▸ TASK OBJECTIVE
Nothing but the lines from the one containing "Can you see the blurred" to the end of the records below should be output, each exactly as written.

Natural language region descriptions

------

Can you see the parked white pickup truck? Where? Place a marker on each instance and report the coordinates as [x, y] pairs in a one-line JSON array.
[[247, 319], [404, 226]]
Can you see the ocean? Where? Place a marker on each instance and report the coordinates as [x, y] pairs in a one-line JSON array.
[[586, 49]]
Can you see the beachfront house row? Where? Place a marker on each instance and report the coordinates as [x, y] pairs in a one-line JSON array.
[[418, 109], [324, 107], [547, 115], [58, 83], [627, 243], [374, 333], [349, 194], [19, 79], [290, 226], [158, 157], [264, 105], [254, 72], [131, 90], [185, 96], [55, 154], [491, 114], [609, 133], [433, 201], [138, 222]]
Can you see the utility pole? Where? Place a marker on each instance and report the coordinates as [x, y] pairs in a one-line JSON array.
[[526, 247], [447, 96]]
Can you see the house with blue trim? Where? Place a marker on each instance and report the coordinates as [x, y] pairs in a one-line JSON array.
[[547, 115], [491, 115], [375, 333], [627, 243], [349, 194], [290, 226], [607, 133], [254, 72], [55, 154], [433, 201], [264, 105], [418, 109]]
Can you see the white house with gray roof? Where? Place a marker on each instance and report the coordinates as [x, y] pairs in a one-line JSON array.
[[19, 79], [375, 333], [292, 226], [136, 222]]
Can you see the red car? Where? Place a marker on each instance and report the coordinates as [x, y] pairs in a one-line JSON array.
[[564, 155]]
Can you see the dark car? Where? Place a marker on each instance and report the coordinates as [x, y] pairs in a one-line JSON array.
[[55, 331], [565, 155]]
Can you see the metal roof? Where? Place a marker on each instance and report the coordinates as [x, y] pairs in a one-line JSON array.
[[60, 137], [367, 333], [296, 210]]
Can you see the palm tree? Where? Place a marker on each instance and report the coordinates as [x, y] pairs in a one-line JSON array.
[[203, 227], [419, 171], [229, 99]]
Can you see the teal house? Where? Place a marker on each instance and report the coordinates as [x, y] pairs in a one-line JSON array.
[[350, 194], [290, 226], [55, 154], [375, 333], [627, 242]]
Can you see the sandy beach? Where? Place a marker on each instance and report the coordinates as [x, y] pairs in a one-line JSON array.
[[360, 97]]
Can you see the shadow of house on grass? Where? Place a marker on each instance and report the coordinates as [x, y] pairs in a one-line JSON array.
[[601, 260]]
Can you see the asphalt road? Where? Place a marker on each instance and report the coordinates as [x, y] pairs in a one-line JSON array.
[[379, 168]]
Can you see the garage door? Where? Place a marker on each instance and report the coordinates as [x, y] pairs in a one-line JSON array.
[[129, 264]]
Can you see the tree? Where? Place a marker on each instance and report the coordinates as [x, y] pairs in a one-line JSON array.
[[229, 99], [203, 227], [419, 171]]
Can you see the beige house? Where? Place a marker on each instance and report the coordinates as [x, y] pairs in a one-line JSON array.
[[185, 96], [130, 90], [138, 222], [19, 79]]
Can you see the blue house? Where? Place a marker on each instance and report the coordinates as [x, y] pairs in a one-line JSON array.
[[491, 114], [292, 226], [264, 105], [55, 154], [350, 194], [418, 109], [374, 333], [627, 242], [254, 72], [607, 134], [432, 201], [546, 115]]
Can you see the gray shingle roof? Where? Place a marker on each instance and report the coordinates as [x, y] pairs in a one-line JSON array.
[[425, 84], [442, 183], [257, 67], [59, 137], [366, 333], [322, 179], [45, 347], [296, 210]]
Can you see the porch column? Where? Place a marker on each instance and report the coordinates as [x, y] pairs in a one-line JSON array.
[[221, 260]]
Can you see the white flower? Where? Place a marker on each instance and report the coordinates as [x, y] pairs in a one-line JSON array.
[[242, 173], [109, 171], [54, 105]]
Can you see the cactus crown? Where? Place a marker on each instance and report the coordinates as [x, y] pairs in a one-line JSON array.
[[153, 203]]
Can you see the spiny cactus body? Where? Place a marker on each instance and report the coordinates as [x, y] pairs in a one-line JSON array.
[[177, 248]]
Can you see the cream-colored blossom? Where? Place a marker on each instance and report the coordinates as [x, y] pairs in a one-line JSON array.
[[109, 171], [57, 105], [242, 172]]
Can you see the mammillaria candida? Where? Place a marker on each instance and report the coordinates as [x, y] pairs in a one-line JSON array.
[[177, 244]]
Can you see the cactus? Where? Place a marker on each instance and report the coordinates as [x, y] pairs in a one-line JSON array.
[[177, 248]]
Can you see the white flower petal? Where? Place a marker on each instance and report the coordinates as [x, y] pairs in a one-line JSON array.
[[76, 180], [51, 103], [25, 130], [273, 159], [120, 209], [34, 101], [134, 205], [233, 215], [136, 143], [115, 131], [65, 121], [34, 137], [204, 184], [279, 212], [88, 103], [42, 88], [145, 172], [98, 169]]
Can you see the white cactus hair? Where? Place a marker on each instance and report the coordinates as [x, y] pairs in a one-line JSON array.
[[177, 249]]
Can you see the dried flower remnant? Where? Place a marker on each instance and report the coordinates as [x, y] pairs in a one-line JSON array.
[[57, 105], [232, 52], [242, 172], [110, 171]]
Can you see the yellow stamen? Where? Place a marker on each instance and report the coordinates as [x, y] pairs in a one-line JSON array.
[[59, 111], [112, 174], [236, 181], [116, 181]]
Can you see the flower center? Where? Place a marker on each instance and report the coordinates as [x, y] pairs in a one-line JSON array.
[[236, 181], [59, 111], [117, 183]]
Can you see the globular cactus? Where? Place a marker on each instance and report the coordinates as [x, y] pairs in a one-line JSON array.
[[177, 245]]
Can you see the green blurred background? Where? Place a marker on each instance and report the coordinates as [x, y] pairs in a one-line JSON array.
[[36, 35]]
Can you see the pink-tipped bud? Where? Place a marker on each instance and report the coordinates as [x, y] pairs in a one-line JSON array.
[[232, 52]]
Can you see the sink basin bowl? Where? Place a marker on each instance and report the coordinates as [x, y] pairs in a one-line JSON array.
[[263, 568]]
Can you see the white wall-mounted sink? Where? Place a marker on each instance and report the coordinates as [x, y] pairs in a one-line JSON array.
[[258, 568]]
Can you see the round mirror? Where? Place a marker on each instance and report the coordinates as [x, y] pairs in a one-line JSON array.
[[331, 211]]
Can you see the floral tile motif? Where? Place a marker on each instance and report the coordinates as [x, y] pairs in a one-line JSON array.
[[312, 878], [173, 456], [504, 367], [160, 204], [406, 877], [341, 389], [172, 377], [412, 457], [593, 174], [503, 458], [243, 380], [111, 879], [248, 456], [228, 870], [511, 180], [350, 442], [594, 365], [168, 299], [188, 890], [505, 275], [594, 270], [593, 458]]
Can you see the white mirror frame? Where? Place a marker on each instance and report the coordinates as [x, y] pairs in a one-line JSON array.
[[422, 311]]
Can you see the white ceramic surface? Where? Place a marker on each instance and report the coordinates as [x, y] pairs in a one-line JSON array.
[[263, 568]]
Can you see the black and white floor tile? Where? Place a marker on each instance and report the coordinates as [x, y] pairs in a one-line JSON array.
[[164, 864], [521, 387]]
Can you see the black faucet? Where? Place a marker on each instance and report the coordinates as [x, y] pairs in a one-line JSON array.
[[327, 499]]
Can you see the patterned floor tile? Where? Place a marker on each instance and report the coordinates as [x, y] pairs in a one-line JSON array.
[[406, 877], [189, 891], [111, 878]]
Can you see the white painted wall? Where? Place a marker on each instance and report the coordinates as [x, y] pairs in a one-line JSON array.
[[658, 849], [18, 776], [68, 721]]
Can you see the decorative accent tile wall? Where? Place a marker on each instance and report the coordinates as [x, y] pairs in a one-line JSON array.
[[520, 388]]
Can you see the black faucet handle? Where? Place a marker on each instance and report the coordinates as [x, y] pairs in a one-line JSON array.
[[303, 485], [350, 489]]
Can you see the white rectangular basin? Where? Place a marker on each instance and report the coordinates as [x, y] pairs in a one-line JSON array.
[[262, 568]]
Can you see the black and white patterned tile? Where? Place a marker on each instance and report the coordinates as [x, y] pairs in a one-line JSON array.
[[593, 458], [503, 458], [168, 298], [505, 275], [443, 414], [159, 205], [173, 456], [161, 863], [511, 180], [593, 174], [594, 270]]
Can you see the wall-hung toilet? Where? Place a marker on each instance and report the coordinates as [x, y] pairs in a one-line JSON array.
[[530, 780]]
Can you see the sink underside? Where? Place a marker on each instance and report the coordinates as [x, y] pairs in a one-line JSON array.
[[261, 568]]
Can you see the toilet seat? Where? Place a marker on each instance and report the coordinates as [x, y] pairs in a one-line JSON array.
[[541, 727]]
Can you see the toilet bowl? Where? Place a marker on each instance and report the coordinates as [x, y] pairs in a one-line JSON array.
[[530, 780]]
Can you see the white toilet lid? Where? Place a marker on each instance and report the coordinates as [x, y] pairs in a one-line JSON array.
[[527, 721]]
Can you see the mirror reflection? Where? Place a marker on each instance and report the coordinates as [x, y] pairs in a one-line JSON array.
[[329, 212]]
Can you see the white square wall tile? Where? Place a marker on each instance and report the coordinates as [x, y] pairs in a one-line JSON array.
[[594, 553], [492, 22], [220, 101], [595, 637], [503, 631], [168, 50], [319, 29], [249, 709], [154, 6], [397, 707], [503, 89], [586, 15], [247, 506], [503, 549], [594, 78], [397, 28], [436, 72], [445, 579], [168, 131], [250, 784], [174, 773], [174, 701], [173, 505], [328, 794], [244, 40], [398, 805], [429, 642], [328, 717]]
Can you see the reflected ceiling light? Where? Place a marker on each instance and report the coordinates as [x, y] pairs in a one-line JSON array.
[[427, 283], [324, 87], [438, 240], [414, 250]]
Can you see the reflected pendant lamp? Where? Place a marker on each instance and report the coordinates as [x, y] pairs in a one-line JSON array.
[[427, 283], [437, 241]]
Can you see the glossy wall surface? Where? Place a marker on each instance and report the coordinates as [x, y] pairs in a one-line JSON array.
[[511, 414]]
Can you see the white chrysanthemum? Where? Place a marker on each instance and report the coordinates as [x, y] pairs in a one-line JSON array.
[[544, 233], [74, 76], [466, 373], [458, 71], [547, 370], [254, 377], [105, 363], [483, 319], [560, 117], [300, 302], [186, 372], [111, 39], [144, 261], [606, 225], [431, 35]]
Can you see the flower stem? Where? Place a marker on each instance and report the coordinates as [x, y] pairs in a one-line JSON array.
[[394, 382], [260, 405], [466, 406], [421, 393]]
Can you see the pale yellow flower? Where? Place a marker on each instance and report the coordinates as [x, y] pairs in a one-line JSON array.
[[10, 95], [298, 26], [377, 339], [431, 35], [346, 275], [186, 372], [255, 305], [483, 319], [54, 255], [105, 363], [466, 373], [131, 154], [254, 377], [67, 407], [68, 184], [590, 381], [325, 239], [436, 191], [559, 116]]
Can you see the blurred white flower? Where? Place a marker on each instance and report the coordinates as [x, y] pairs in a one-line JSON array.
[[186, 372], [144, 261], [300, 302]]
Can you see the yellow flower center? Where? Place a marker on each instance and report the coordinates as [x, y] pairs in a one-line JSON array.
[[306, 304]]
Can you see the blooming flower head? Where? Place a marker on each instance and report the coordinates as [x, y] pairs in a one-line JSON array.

------

▸ RESPONSE BOX
Can you see the blurred white flower? Where? Place a marker on each instance and report the coordinates as [x, y] pairs in a one-line JSON array.
[[186, 372], [144, 261], [300, 302]]
Can you see the yellow flower center? Where? Place a marker on each instance and report the coordinates as [x, y] pairs in a one-line JSON array.
[[306, 304]]
Can you see the blooming flower head? Where? Place a marker on each instance and report the coordinates as [x, y] pairs in a one-line JSON array.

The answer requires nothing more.